In this way, I believe that the iPad is not going to create a new kind of computer user, but will make it easier and more intuitive for consumers to do what they were already doing with their computers, which is to say, watching more YouTube than I can wrap my head around. The iPad is a mini TV to use while you're watching TV. If it alarms you that in a few years everyone will be watching TV on a small screen while they watch TV on a big screen, I'm sorry. That is the way things will be. But don't blame the iPad. Without it the same thing would be happening — is happening — on smartphones and laptops.

The iPad may be little more than a portable, Web-friendly television, but people who want to be creative will find great things to do with it that we haven't yet imagined. Did anyone ever expect an artist to paint a New Yorker cover using only his iPhone? Now one has, more than once. And if the iPad's lack of keyboard leads to more widespread use of voice-recognition technology, that could be a good thing. After all, keyboards are pretty terrible for your hands.

I'm not saying you should buy an iPad. While there is a lot of excitement among DVICE writers and editors about the shiny new gadget, some of us have mixed feelings about it. Is it necessary? Will it make our lives easier, or weigh us down? Will it break really easily? But we're not worried about the iPad making us any less creative.

If you're really worried about a world where technology reduces humans to the role of passive consumers, here's a tip for you: throw out your TV. Also, stop reading books, those single-purpose, passive paper devices. This will leave you with a lot more time to look under the hood of your laptop or to write the Great American Novel — which, if society continues in the proper, creative, direction, nobody will ever read.
---*---
# REQUIREMENT A
Return the rows word for word, everything from the row containing "Annotation task: tag one point per instance of the man wearing" down to the last row, with both of those rows included.
The iPad passage and the rows come from different sources.
---*---
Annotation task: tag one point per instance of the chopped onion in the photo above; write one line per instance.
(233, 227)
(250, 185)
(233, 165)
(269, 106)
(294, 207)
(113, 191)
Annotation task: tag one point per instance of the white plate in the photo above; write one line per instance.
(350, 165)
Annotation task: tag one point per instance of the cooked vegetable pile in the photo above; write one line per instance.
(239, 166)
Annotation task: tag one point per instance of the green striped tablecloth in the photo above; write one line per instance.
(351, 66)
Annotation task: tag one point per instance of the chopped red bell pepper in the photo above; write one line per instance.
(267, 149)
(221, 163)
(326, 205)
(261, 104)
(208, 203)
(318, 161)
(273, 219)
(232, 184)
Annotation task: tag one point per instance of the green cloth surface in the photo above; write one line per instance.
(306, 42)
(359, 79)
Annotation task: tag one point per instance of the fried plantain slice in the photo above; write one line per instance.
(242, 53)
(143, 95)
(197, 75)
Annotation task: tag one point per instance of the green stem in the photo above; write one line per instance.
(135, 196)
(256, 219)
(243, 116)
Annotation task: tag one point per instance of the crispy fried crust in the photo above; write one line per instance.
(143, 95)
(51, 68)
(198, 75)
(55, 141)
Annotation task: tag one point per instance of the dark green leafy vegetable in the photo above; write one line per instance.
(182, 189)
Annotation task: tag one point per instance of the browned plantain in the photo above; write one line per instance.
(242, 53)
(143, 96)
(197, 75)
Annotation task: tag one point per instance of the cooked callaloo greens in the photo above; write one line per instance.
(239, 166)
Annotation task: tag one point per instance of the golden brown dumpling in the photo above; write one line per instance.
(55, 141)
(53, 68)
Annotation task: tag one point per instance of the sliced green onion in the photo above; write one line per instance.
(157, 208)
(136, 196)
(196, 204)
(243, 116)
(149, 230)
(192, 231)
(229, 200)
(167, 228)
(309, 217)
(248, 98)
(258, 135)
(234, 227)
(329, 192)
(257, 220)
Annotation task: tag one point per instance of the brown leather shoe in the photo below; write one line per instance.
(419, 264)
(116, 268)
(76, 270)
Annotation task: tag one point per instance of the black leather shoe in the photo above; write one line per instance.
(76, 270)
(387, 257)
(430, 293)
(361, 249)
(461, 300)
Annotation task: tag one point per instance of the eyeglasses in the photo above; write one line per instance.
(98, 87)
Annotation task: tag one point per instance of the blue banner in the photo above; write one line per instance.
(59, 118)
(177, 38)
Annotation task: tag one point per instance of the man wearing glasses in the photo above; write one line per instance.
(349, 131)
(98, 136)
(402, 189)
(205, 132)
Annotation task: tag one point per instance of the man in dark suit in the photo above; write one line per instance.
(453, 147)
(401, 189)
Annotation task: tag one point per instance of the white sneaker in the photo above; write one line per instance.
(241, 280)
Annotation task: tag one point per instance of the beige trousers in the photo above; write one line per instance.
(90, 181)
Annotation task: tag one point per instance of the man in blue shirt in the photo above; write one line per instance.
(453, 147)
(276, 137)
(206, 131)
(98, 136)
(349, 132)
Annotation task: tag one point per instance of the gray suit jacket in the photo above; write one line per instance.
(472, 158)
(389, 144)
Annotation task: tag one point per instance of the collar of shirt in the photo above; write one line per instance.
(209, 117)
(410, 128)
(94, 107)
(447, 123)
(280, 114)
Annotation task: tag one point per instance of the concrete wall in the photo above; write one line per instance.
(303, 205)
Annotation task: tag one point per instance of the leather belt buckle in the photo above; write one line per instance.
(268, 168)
---*---
# REQUIREMENT B
Retype the iPad passage word for word, everything from "I'm not saying" down to "any less creative.".

# WRITTEN ANSWER A
Annotation task: tag one point per instance of the man wearing glasses in the photo above; write one line per instance.
(349, 131)
(98, 136)
(402, 189)
(205, 132)
Annotation task: tag one point per instance of the man in dark suit in the photo above; write one line per instance.
(453, 147)
(401, 189)
Annotation task: tag one point per instance of the white sneaker in the photo above; write one line per instance.
(241, 280)
Annotation task: tag one point per instance of the beige trousers in the photo above; write one line per instance.
(90, 181)
Annotation task: tag one point per instance of the man in blue shirt in the photo above; write one line per instance.
(453, 147)
(276, 137)
(206, 131)
(98, 136)
(349, 132)
Annotation task: tag one point per instance of the gray suit jacket in the photo above; write one line per instance.
(472, 158)
(389, 144)
Annotation task: tag one point per instance of the collar of shirt in the photo above; write one line per instance.
(209, 117)
(410, 128)
(94, 107)
(447, 123)
(280, 114)
Annotation task: tag one point per instance of the concrete wall in the photo above; write one line per instance.
(303, 205)
Annotation task: tag one point per instance of the leather belt buckle in the photo above; write one line per instance.
(268, 168)

# WRITTEN ANSWER B
I'm not saying you should buy an iPad. While there is a lot of excitement among DVICE writers and editors about the shiny new gadget, some of us have mixed feelings about it. Is it necessary? Will it make our lives easier, or weigh us down? Will it break really easily? But we're not worried about the iPad making us any less creative.